-------- Excerpt provided

Wednesday, October 16, 2013

How to Punch a Sleeping Person in 10 Easy Steps

1. Wait for the victim to fall asleep. Take advantage of this downtime to perfect your yo-yo skills. You don't like my suggestion? Then just sit there with a dumb look on your face. I don't care. I was merely throwing out an idea to pass the time.

2. If you think the victim is sleeping, wait one more hour just to be sure. (A hunter's greatest weapon is patience.) I bet you wish you had a yo-yo right about now. It's too late. Just sit there and soak in the boredom. This whole fiasco of inactivity is your fault.

3. Before entering, inspect the area around the victim. If you've done this before the victim may have set booby traps. It's also time to stop playing with the yo-yo and place it back into your fanny pack.

4. Now that your recon mission is complete it's time to put on your Karate Gi. Practice your move on the vacuum cleaner. Being perfect never hurt anyone.

5. Harness/Focus Chi.

6. Set camera to night vision.

7. Get yourself in the right emotional state to throw a proper punch. It takes the average human a "ramping up" process to reach a point where they can attack a defenseless human.

8. Enter the room as if you were a cat. I like to dress the part. If you get caught before the attack, take full advantage of the insanity angle. A man lurking in the dark wearing a Karate Gi/Cat costume should be able to illicit a great deal of pity from the victim.

9. Stand bed-side with a strong pimp hand or a wife beating fist. Keep telling yourself you're coming from a place of love and concern. Be like Ike, but draw the line at O.J.

10. Punch, then become a ghost.
Retreat to a neutral
area. Quickly retrieve the yo-yo from your fanny pack. Then, if the roommate confronts you, say "What's up man? I've been out here practicing my yo-yo skills ,"(as you do the "around the world" trick.)  Your perceived mastery and increased skill will aid in your alibi. If you still don't have a yo-yo by now, not planning is planning to fail the way I see it.


Thursday, October 3, 2013

There's No Drama in Tacos

The Bureau of Labor Statistics' National Census of Fatal Occupational Injuries shows that there were a total of 4,383 fatal injuries on the job in the U.S. in 2012. But more importantly, my TV told me catching King Crab is one of the most dangerous jobs of them all.
Think about that, there are people out there risking their lives to ensure we get to eat crab legs. I suppose that's why it costs more than most of the other entrées on the menu. I realize high compensation helps offset the risks, but someone still potentially died for the food sitting on the table before you. Doesn't that seem ridiculous?

----------------
-------- Data extracts

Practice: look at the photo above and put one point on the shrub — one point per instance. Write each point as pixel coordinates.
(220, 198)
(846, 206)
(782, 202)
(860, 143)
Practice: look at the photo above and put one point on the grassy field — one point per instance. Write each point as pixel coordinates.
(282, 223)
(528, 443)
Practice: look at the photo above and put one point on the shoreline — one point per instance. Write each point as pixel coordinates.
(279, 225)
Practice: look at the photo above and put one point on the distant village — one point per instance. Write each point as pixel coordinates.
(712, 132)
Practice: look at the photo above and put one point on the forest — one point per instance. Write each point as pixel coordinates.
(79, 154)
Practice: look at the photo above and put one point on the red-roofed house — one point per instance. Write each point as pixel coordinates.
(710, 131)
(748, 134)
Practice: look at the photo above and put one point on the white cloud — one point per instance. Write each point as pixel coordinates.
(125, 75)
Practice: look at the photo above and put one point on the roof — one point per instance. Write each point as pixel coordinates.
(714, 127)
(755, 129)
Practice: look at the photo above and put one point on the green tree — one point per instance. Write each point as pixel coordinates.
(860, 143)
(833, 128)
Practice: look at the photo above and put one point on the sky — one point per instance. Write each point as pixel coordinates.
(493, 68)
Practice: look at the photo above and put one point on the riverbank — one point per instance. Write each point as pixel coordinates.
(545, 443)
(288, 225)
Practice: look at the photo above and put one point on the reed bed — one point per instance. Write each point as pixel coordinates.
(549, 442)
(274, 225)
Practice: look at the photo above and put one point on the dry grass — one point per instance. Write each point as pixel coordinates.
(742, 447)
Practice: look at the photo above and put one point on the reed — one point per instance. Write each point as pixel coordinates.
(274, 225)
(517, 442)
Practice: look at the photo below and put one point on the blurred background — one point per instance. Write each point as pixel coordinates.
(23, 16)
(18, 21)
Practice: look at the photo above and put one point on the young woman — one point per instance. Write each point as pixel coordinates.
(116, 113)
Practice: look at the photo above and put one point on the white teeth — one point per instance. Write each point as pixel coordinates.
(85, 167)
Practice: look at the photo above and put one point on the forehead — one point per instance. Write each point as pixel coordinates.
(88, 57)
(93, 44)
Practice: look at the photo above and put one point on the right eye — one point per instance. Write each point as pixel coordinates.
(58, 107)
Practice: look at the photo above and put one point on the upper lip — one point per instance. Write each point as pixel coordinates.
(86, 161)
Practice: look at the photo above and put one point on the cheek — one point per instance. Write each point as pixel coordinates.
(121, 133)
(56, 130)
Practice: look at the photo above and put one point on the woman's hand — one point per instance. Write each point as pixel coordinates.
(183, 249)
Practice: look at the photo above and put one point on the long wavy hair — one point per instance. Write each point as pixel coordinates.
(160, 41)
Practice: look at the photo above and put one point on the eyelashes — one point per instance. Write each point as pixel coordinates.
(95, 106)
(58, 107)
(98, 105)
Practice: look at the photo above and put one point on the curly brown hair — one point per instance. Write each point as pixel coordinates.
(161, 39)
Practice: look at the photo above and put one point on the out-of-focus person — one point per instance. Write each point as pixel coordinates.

----------------

*Assignment 1*.
Do these statements agree with the blog posts? Answer yes or no for each, and quote the deciding words.
(a) In step 3 the reader is told to put the yo-yo away in a fanny pack.
(b) The census counted 4,838 fatal on-the-job injuries in the U.S. in 2012.
(c) The writer learned from a newspaper that catching King Crab is dangerous.
*Assignment 2*.
Answer from the blog posts:
(a) In step 4, what should you practice your move on?
(b) What date appears on the post "There's No Drama in Tacos"?
(c) What yo-yo trick do you perform while giving your alibi?
*Assignment 3*.
Can you carry the post about tacos and crab fishing forward, starting after its last sentence?

*Exercise answer 1*.
(a) Yes: "place it back into your fanny pack."
(b) No: "a total of 4,383 fatal injuries on the job in the U.S. in 2012"
(c) No: "my TV told me catching King Crab is one of the most dangerous jobs of them all."

*Exercise answer 2*.
(a) The vacuum cleaner.
(b) Thursday, October 3, 2013.
(c) The "around the world" trick.

*Exercise answer 3*.
Crabbing comes in 5th overall in total number of deaths per year.

I don't remember the last time anyone died preparing my combo plate at a Mexican restaurant. "Oh, one of the line cooks has a terminal disease," said the waiter. "Nope, not good enough. I want him trampled by the beast that will become my carne asada," proclaimed the diner.  

This picture has nothing to do with the story.
Therefore, because of price and prestige, I would like to know how many people died in the preparation of my meal. I think it's the least we can do for the deceased.
"Sir, here is your King Crab platter with extreme stuffed potato skins. A man named Jeremy fell overboard into the chilly Alaskan waters. He was overcome by hypothermia and his body now resides at the bottom of the Bearing Sea. This meal before you is more than delicious, but also a monument to a man," said the waiter. "Splendid, where is my side of ranch?" I reply.

There were 32 fatalities in the Crabbing/Fishing industry in 2012. That number remains constant and only slightly fluctuates from year to year.
Creating a Simple and Smart logo is the first step.
Maybe other restaurants need to "up their game." I keep going back to the fact that there needs to be more peril associated with Mexican food. I just don't see any way to add danger to taco preparation. I think the only way to increase the risk factor is for Mexican restaurants to unite with the sellers of King Crab.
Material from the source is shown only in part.